▶ **About this task**
Each line of the material that mentions the word "below" is to be copied.

▶ **Dataset records**
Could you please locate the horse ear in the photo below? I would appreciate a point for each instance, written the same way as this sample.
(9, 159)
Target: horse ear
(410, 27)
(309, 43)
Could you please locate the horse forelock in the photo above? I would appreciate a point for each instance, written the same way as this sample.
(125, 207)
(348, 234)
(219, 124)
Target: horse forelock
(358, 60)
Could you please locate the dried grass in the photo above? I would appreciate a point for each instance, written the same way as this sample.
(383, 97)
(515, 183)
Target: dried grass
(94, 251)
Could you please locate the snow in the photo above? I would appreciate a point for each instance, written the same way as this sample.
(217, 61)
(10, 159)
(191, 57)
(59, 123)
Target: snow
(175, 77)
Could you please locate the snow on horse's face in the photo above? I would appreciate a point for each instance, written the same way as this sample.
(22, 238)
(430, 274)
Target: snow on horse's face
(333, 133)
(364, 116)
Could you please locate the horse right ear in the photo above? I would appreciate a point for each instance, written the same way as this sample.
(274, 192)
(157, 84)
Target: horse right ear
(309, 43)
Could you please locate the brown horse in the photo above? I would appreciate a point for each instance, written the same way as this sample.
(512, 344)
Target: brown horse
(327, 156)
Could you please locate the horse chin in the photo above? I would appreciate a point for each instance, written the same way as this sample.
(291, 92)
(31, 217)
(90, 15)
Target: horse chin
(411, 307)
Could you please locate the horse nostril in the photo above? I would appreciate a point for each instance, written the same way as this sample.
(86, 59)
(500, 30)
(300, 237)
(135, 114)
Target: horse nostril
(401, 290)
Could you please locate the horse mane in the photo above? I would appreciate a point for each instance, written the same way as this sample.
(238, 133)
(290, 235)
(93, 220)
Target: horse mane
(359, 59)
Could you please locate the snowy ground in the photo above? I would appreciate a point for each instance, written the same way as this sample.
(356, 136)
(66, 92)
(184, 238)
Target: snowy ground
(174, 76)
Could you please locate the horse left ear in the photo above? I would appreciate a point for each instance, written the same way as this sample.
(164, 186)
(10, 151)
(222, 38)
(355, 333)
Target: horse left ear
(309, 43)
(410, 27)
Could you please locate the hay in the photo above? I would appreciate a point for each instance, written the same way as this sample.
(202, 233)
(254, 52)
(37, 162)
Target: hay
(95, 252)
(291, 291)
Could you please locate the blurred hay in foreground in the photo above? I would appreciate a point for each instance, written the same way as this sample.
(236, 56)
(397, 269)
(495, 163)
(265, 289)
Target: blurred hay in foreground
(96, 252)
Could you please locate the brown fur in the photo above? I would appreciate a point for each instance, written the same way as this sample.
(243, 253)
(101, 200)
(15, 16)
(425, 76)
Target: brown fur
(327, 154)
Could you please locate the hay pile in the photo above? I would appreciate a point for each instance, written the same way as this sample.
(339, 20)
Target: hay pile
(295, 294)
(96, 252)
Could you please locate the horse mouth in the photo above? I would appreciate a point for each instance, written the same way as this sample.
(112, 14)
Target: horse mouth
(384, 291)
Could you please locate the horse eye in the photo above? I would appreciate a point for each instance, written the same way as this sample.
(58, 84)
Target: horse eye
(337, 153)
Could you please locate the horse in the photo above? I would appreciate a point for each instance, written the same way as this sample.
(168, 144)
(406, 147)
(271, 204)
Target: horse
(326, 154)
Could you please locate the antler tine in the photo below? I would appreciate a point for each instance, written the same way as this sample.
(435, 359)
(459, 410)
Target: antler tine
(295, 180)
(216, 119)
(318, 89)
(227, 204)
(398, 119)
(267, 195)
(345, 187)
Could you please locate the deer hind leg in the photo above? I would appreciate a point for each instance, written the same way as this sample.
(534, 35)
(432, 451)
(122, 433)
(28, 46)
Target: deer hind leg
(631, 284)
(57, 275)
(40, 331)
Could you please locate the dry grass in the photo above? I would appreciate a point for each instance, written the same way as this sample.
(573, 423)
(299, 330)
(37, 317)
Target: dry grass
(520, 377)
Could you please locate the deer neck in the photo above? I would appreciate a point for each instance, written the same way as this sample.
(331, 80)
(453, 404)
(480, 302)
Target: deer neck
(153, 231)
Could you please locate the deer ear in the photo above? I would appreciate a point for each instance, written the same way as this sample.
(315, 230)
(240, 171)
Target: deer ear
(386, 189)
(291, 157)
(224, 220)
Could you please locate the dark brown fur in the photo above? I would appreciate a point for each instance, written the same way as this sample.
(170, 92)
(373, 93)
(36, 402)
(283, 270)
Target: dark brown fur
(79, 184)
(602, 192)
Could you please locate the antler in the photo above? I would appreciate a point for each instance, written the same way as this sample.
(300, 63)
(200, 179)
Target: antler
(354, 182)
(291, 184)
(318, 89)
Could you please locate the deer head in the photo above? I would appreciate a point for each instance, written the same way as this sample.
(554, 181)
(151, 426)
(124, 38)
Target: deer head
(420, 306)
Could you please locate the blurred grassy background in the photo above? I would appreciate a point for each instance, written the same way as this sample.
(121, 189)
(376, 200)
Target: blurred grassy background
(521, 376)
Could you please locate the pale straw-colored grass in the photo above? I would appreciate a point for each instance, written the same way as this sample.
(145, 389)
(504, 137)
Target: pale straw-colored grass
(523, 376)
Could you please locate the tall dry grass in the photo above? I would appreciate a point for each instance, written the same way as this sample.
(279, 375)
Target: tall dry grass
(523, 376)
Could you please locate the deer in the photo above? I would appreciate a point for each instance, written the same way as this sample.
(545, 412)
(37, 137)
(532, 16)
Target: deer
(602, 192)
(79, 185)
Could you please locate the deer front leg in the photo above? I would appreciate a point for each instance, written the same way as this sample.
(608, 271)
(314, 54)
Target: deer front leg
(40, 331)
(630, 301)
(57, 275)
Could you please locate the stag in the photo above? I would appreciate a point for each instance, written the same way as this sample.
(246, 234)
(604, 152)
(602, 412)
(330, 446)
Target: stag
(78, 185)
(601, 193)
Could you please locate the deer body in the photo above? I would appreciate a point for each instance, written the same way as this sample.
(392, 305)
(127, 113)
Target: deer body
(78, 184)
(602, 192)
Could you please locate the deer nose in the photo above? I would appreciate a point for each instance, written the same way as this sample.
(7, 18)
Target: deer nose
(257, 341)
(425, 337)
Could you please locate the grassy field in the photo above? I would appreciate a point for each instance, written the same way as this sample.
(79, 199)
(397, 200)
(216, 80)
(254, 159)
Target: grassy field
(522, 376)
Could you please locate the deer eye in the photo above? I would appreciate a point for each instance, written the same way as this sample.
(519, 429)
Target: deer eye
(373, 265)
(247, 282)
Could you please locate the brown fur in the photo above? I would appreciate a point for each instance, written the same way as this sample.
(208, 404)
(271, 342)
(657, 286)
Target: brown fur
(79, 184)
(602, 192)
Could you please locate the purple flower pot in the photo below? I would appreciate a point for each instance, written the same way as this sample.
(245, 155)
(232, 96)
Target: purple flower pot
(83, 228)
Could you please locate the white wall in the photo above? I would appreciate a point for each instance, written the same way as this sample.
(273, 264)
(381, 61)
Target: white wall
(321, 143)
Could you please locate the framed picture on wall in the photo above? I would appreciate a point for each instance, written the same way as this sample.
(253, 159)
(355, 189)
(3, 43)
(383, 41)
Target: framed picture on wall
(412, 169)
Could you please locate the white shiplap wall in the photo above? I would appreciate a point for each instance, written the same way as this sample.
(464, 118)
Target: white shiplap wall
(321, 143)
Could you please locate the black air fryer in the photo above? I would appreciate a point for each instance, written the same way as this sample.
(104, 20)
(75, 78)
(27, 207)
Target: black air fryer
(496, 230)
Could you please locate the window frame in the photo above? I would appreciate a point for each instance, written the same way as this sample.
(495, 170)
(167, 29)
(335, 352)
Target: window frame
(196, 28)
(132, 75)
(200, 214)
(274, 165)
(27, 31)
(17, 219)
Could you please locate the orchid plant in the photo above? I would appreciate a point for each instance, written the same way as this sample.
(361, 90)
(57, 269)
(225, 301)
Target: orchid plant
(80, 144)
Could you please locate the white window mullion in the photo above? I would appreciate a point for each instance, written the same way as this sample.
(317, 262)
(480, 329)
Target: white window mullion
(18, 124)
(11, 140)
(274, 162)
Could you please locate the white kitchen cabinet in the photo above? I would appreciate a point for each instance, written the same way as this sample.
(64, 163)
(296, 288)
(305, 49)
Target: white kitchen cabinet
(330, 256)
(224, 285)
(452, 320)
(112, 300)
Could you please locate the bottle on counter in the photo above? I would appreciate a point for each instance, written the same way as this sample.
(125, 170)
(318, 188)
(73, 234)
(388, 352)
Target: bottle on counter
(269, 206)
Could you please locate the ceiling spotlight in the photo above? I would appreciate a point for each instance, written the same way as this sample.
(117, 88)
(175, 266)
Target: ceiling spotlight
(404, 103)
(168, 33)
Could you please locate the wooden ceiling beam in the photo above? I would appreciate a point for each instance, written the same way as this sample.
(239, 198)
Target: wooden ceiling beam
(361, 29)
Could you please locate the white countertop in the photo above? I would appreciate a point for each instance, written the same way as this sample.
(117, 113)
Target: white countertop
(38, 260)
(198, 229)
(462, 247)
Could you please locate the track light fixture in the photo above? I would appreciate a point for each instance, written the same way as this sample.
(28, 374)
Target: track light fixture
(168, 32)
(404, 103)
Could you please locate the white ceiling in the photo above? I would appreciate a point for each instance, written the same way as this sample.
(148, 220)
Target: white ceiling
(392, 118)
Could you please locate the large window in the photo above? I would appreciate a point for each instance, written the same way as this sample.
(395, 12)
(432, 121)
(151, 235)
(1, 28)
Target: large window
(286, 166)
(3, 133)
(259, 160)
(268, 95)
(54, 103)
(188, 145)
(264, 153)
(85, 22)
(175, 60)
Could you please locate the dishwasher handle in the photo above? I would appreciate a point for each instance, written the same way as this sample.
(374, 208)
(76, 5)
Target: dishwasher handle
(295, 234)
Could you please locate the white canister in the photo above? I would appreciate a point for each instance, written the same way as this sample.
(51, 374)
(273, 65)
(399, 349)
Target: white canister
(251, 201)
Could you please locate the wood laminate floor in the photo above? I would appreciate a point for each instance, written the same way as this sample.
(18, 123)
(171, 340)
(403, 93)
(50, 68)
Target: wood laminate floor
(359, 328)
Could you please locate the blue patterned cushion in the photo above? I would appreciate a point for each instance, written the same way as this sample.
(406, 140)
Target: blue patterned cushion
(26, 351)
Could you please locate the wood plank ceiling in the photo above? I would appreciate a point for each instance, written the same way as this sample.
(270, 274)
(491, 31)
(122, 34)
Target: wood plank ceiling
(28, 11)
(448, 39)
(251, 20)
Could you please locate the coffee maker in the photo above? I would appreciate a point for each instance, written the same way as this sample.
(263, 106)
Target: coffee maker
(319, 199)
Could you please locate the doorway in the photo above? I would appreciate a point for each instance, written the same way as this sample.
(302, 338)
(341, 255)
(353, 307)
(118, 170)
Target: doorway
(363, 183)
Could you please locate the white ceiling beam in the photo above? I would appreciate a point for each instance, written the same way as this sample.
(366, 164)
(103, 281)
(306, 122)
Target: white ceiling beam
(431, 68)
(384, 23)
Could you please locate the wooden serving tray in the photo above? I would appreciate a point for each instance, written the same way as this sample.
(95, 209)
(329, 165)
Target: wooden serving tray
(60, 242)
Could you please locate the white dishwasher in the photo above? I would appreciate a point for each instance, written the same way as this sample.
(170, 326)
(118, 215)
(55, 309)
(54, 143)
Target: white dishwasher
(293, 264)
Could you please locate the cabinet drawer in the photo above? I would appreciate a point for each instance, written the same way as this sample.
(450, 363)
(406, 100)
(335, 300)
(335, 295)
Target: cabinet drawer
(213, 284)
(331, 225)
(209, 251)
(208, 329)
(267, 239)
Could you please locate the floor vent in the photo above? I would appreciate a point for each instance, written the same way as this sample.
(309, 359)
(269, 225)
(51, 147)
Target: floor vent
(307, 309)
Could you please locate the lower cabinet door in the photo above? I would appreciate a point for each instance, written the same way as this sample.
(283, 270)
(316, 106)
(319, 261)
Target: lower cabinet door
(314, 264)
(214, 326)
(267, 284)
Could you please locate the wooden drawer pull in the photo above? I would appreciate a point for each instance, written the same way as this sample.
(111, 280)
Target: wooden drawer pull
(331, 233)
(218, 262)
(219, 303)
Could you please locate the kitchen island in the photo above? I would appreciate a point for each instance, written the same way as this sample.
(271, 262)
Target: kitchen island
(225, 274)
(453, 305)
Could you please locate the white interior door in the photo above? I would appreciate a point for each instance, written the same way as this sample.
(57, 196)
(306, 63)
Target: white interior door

▶ **Solution to this task**
Could you please locate the horse ear in the photo below? I would appreciate a point for each instance, written the same way as this sample.
Could you please locate the antler tine in the photo below? I would appreciate a point for each instance, written the same way as this sample.
Could you please locate the purple flower pot in the photo below? I would appreciate a point for each instance, written the same way as this sample.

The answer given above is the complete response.